──────── Quoted passage
1. Sn+HNO3-------> SnO2 + NO2 + H2O

How do I balance this using oxidation stateS?
2. (Original post by xXxiKillxXx)
Sn+HNO3-------> SnO2 + NO2 + H2O

How do I balance this using oxidation stateS?
Can't you use the example I showed you earlier and apply it to this problem?

The only species changing oxidation state are:

Sn(zero) --> Sn4+ + 4e
N5+ + 1e --> N4+

now take it from there...
3. (Original post by charco)
Can't you use the example I showed you earlier and apply it to this problem?

The only species changing oxidation state are:

Sn(zero) --> Sn4+ + 4e
N5+ + 1e --> N4+

now take it from there...
Ohh I understand! but one question; in the AQA book it says Oxygen's oxidation state is always -2, except for in Peroxides where it is -1.

Isn't SnO2 a peroxide? so therefore it should be -2 for O2 and thus +2 for Sn?

Or am I missing something?

Thanks, much appreciated
4. (Original post by xXxiKillxXx)
Ohh I understand! but one question; in the AQA book it says Oxygen's oxidation state is always -2, except for in Peroxides where it is -1.

Isn't SnO2 a peroxide? so therefore it should be -2 for O2 and thus +2 for Sn?

Or am I missing something?

Thanks, much appreciated
No, SnO2 isn't a peroxide.

The oxygen is in the usual -2 state.
5. (Original post by charco)
No, SnO2 isn't a peroxide.

The oxygen is in the usual -2 state.
How would you know this though?
6. (Original post by xXxiKillxXx)
How would you know this though?
Good question. Experience I guess.

Peroxides only appear in group 1 group 2 and organic compounds. The most common peroxides in inorganic chemistry are sodium and barium peroxides, Na2O2 and BaO2
7. (Original post by charco)
Good question. Experience I guess.

Peroxides only appear in group 1 group 2 and organic compounds. The most common peroxides in inorganic chemistry are sodium and barium peroxides, Na2O2 and BaO2
ohh thanks, hopefully a compound that I am used to will come up in the exam.
────────────────
Copy the part of the thread on balancing the tin and nitric acid equation between "6. (Original post" and "in the exam.", inclusive, word for word.
──────── Extracted records
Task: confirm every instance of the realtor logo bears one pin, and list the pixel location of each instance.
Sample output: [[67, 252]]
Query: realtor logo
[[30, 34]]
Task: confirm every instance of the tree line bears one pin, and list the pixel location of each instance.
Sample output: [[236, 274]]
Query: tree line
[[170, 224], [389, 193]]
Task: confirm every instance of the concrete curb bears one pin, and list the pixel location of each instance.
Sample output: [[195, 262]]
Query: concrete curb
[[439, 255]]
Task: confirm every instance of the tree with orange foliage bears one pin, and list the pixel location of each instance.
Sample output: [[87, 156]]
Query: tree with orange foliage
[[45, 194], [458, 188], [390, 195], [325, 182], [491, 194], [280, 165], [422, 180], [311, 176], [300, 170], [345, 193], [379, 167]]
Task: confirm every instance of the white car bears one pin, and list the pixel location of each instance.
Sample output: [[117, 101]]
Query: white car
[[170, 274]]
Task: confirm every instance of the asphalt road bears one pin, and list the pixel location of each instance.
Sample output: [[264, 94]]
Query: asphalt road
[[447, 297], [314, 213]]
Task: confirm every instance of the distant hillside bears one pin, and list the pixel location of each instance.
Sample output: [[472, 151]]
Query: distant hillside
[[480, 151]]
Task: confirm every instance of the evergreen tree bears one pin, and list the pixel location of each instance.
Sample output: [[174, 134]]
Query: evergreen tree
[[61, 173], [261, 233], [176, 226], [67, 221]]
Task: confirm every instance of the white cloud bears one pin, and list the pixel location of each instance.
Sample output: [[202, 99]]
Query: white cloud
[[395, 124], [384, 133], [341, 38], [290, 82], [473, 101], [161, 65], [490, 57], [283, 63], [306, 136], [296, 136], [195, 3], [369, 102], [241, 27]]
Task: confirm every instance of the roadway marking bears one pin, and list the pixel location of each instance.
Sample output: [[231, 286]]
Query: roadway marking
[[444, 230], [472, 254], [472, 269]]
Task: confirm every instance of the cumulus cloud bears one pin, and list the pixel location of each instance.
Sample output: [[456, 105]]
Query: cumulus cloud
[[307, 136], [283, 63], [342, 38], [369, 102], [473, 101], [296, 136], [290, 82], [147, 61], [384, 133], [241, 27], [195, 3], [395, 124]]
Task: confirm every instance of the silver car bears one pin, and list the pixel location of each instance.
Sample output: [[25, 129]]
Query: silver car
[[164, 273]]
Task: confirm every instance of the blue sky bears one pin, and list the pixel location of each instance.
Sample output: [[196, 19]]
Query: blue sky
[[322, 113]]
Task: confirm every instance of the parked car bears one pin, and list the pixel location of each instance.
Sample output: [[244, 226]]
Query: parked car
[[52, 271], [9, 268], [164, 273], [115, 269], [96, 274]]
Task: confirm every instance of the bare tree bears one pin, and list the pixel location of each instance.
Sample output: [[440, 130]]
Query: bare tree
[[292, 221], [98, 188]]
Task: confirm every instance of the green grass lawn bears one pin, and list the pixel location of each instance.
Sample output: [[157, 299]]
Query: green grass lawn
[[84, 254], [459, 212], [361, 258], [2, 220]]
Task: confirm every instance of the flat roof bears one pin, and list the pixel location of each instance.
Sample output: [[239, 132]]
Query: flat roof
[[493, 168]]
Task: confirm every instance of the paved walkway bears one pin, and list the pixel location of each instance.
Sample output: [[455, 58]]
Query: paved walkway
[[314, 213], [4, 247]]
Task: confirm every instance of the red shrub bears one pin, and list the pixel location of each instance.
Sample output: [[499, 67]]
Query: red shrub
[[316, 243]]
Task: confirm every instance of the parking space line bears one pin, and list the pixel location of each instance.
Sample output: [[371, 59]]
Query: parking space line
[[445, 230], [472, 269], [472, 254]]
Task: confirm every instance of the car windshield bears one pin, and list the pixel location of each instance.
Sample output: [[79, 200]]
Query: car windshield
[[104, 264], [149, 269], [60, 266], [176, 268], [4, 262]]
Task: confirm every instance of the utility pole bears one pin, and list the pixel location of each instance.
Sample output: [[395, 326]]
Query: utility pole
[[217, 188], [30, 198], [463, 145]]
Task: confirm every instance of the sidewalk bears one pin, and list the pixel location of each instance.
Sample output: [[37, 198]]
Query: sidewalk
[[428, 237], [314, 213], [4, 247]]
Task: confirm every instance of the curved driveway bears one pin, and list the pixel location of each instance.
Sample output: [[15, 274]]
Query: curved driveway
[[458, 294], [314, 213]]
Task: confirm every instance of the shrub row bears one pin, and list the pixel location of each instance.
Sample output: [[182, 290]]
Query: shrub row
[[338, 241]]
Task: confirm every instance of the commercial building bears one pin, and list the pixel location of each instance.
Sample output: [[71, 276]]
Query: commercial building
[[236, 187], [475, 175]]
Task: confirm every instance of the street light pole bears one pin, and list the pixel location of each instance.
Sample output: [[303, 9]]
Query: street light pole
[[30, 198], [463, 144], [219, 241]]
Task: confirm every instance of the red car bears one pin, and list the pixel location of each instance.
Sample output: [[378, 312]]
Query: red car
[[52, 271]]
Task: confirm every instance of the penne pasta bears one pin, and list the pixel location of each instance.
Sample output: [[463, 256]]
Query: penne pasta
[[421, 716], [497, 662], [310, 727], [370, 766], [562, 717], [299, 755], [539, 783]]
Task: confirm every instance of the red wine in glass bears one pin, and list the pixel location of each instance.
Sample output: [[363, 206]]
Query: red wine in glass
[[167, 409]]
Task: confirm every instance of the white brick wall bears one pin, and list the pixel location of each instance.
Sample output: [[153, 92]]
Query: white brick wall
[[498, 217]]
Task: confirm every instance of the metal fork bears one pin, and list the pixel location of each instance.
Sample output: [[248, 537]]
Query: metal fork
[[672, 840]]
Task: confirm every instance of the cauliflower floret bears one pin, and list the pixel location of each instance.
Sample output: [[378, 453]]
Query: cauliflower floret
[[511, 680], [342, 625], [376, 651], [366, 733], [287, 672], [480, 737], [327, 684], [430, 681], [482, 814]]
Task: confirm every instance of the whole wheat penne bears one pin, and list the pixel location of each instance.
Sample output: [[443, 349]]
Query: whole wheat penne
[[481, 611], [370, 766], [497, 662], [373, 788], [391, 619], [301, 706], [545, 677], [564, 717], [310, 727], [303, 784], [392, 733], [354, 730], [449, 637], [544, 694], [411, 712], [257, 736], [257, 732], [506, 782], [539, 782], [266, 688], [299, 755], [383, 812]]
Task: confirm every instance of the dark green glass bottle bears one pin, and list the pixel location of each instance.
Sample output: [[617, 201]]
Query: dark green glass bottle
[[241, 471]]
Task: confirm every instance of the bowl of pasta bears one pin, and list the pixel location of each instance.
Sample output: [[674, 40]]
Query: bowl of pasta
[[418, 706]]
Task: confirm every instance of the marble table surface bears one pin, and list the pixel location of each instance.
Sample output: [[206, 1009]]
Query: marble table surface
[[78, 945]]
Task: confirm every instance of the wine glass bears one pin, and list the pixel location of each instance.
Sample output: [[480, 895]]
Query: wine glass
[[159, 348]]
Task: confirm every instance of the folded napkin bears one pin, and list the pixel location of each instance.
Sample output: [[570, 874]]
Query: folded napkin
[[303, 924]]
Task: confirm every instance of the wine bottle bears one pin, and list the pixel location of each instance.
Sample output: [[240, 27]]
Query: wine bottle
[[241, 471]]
────────────────
**Written solution**
6. (Original post by xXxiKillxXx)
How would you know this though?
Good question. Experience I guess.

Peroxides only appear in group 1 group 2 and organic compounds. The most common peroxides in inorganic chemistry are sodium and barium peroxides, Na2O2 and BaO2
7. (Original post by charco)
Good question. Experience I guess.

Peroxides only appear in group 1 group 2 and organic compounds. The most common peroxides in inorganic chemistry are sodium and barium peroxides, Na2O2 and BaO2
ohh thanks, hopefully a compound that I am used to will come up in the exam.